▸ **DOCUMENT PASSAGE**
And somewhere in the midst of the virus, we also took to the streets of Portland to protest police brutality and other injustices of racism. We didn’t know that much about Covid yet, so logically, there was the chance that getting sick could cost us our lives. Still, there was, Dame, out at the front of the crowd, leading the march. I’ll never forget looking over as we tried to find our place, seeing him in the flesh with us, yards away, knowing in that moment that he was, and always would be, my hero.
When the NBA “bubble” finally happened, I swore I’d never take basketball for granted again. Slowly, the league resumed operations to varying extents, Gobert shenanigans aside. While basketball went back to sorta normal, my personal Portland never did. Shattered by the loneliness of quarantine and irreparably disillusioned by the city I never planned to stay in forever anyway, I put in my successful bid for us to wish it all goodbye.
Three years/eons later, a song catches my attention in this Austin coffee shop. It’s a cover of one of my favorite Billy Joel songs, “And So It Goes.” I feel like it’s not cool to like Billy Joel??? But I can’t help it. I’m listening to the song, and I’m thinking about how it hasn’t hit me yet that Dame is actually leaving. I watched a goodbye video this morning and honestly felt nothing. I read a gorgeous Rolling Stone piece by Corbin Smith and felt nothing. To be fair, I’ve been a little inundated with feelings about other things recently. Losing your career and marriage will do that to you.
The lyrics of the song struck me, though. “And every time I've held a rose / It seems I only felt the thorns,” Joel wrote. Portland, City of Roses. That’s how it feels to root for a team, a hero that only ever breaks your heart. “And so it goes, and so it goes / And so will you, soon, I suppose.”
Perhaps another part of my emotionlessness about the Dame trade is that, like my Twitter friend and Roman Roy have said, maybe I’ve pre-grieved?
The day Dame requested a trade, Twitter broke. Literally. It was down for hours, and I was forced to cry alone, because I couldn’t participate in what surely would have been the social media pity party of the century.

▸ **WORK INSTRUCTION 1**
In the essay about Dame and Portland, which Billy Joel song is covered in the Austin coffee shop?
▸ **WORK INSTRUCTION 2**
Can you sum up the essay about Dame and Portland in two sentences?
▸ **WORK INSTRUCTION 3**
Could you carry the essay about Dame and Portland forward from its final sentence with a few more paragraphs?

▸ **EXERCISE DATA**
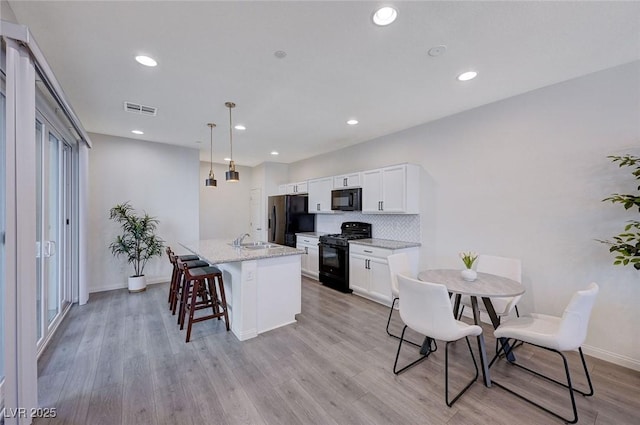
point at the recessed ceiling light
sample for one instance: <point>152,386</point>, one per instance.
<point>385,16</point>
<point>437,50</point>
<point>466,76</point>
<point>146,60</point>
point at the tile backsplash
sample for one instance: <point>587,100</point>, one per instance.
<point>383,226</point>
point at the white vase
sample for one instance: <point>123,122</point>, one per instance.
<point>469,275</point>
<point>137,283</point>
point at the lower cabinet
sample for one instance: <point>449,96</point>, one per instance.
<point>311,257</point>
<point>369,271</point>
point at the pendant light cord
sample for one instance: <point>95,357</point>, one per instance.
<point>211,125</point>
<point>230,134</point>
<point>211,158</point>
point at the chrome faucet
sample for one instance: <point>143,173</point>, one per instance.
<point>239,239</point>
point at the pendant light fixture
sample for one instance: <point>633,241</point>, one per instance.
<point>232,175</point>
<point>211,181</point>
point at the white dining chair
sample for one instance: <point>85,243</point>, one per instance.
<point>426,309</point>
<point>510,268</point>
<point>398,264</point>
<point>556,334</point>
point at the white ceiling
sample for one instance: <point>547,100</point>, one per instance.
<point>339,65</point>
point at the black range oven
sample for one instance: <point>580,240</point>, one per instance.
<point>334,254</point>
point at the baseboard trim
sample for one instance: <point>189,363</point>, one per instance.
<point>610,357</point>
<point>123,285</point>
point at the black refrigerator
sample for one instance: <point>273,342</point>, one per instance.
<point>288,214</point>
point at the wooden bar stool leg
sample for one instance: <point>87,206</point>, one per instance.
<point>192,307</point>
<point>223,300</point>
<point>214,295</point>
<point>186,288</point>
<point>177,291</point>
<point>172,285</point>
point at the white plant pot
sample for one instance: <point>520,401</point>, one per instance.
<point>137,283</point>
<point>469,275</point>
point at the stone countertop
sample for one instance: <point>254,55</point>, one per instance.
<point>218,251</point>
<point>311,234</point>
<point>385,243</point>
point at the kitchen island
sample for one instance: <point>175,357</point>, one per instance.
<point>262,283</point>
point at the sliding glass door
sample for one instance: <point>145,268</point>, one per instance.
<point>53,207</point>
<point>2,229</point>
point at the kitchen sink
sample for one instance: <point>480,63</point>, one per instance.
<point>255,245</point>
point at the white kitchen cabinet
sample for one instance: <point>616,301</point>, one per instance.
<point>292,188</point>
<point>310,260</point>
<point>391,190</point>
<point>320,195</point>
<point>346,181</point>
<point>369,271</point>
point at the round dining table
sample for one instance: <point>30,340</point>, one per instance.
<point>485,286</point>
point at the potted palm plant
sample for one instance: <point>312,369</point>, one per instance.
<point>626,245</point>
<point>138,242</point>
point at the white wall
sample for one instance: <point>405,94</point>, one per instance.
<point>6,13</point>
<point>162,180</point>
<point>224,209</point>
<point>525,177</point>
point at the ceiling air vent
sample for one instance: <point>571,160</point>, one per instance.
<point>136,108</point>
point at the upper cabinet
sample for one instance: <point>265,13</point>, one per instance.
<point>391,190</point>
<point>347,180</point>
<point>293,188</point>
<point>320,195</point>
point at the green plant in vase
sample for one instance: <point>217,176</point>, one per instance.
<point>468,258</point>
<point>626,245</point>
<point>138,242</point>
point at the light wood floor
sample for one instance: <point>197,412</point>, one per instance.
<point>121,359</point>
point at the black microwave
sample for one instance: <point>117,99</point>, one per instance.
<point>346,199</point>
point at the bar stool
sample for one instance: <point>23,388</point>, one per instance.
<point>176,275</point>
<point>201,282</point>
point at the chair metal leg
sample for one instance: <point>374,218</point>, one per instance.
<point>460,315</point>
<point>568,385</point>
<point>396,336</point>
<point>395,364</point>
<point>446,374</point>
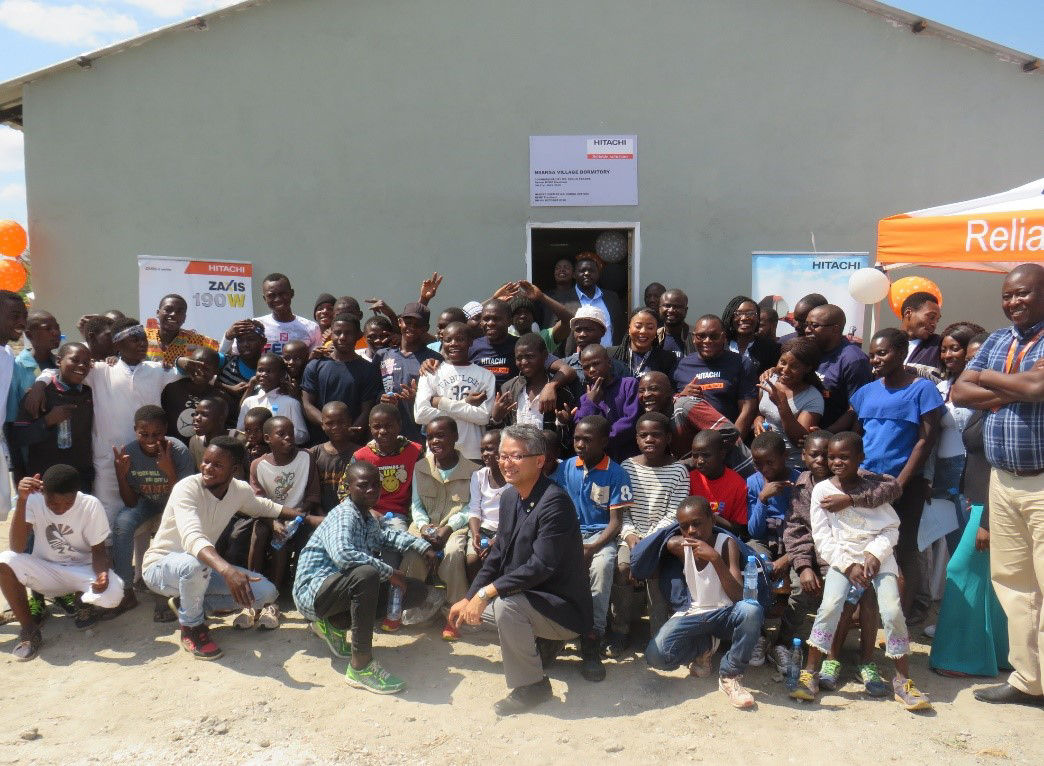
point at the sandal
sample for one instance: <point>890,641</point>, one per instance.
<point>27,646</point>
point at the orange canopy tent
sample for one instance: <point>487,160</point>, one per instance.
<point>990,234</point>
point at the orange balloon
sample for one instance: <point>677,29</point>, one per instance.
<point>902,289</point>
<point>13,239</point>
<point>12,274</point>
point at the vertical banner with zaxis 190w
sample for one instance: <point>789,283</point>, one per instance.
<point>217,292</point>
<point>788,277</point>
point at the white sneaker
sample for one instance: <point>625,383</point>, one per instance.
<point>760,649</point>
<point>781,659</point>
<point>268,618</point>
<point>734,690</point>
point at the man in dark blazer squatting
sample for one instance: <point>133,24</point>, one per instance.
<point>534,583</point>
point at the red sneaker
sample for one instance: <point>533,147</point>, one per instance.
<point>196,641</point>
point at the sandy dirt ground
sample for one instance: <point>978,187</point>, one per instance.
<point>128,694</point>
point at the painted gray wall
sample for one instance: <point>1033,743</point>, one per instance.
<point>360,145</point>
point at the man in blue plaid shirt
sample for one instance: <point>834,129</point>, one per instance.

▸ **RESPONSE BOX 1**
"And So It Goes."

▸ **RESPONSE BOX 2**
During the pandemic, the writer marched against police brutality in Portland with Dame leading the crowd, then left the city after quarantine loneliness and disillusionment with it. Three years later in an Austin coffee shop, a cover of Billy Joel's "And So It Goes" prompts the writer to reflect on feeling nothing yet about Dame leaving, perhaps because of having pre-grieved.

▸ **RESPONSE BOX 3**
I couldn’t be on Twitter, so I cried alone. I cried and cried. I cried for the lost years in Portland that were supposed to be fun, but weren’t. I cried for the marriage those hardship-riddled years eroded. And yes, I cried for all the frustrating fucking losses I’ve watched this team take, and every time we consoled ourselves with the knowledge that at least we have Dame to lead us into the frightening unknown. Casual fans may not know, but he’s a boxer at heart. It was his first love, before basketball. Damian Lillard, forever a fighter, drumming up inspiration where others would only see adversity. Holding a torch, holding a rose. Holding the promise that when all else fails, we’d still have basketball and loyalty and a place to feel like we belong.
But isn’t all this why I became a sports fan to begin with? Perhaps it makes me a masochist, but I can’t imagine the glory without the pain.
How boring, to root for a team that always sweeps. How dull, to love the one who you are not afraid to lose.
Billy Joel said it better than I could:
So I would choose to be with you
That's if the choice were mine to make
But you can make decisions too
And you can have this heart to break
And maybe I’m not talking about Damian Lillard anymore. Even though he did fully break my heart, the bastard. But he also made me a sports fan. My money will always go to the underdog—surely, one of these days, it’s got to pay off.
P.S. Go Bucks.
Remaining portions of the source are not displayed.